Count every line in the data that contains the word "window", then report that number alone.
[Supplied data — start]
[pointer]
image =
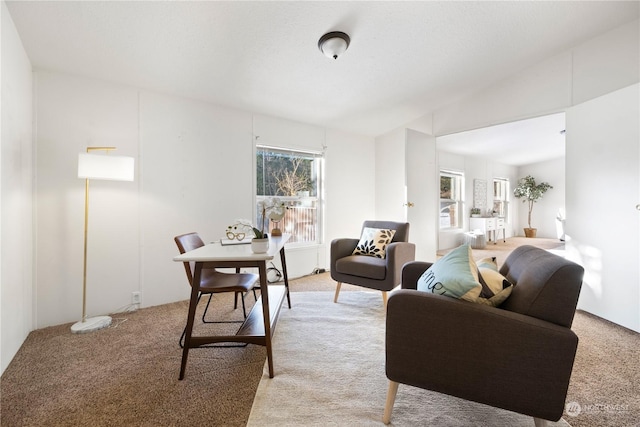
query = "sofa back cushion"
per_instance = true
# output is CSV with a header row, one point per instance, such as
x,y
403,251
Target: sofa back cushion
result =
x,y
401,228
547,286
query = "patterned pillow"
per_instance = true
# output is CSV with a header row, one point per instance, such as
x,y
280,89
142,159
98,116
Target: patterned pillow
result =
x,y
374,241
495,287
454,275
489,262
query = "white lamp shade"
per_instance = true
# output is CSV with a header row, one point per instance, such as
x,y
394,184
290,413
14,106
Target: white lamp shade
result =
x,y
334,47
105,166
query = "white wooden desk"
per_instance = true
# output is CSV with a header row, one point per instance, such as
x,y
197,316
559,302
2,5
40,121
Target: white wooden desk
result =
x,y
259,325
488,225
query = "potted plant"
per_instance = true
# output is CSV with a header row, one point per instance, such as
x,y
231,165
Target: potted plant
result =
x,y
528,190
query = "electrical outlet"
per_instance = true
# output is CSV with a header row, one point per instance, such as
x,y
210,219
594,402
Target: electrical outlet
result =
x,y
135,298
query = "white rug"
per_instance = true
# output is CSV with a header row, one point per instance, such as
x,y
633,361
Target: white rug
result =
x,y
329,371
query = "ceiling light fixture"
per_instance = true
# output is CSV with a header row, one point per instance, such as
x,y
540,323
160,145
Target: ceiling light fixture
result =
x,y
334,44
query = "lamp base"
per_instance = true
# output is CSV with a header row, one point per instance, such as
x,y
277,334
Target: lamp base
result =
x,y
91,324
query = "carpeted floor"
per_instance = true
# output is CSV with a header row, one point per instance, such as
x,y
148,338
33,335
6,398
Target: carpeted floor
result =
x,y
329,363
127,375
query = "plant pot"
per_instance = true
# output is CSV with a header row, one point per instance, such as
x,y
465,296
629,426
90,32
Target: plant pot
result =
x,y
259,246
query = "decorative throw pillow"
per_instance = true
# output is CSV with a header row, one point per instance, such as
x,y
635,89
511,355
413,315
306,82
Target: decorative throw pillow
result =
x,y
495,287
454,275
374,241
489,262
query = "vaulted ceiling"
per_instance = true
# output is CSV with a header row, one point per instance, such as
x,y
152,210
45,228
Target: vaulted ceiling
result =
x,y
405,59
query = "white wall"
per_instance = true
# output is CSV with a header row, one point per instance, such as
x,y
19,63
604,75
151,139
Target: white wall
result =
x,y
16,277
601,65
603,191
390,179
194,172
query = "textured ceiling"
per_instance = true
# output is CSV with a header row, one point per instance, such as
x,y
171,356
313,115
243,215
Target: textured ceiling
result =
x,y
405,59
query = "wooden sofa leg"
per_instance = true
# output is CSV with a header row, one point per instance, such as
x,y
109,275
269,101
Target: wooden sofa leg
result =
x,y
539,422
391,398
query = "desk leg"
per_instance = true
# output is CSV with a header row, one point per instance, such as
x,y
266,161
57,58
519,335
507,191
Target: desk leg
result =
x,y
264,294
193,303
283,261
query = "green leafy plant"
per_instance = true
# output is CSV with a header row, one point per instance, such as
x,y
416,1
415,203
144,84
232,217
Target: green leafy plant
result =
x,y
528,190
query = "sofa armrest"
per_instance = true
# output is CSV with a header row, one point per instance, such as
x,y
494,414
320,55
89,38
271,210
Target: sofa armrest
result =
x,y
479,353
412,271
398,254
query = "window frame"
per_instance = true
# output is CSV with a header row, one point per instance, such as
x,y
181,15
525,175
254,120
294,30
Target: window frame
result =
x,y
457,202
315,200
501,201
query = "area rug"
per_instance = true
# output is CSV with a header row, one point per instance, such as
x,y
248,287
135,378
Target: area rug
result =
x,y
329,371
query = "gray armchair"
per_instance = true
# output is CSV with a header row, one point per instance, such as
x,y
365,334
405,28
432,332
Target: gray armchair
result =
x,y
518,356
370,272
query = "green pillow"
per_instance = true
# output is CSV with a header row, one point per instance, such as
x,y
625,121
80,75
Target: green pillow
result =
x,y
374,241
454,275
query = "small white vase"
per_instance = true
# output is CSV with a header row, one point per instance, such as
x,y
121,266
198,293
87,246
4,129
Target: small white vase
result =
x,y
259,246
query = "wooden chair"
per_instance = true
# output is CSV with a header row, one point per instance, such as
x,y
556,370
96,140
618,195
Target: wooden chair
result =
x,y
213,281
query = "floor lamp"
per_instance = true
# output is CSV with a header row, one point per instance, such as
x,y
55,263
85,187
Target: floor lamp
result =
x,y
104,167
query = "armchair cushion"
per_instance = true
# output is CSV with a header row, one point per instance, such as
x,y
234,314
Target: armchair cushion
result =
[Supplied data — finish]
_Answer to this task_: 2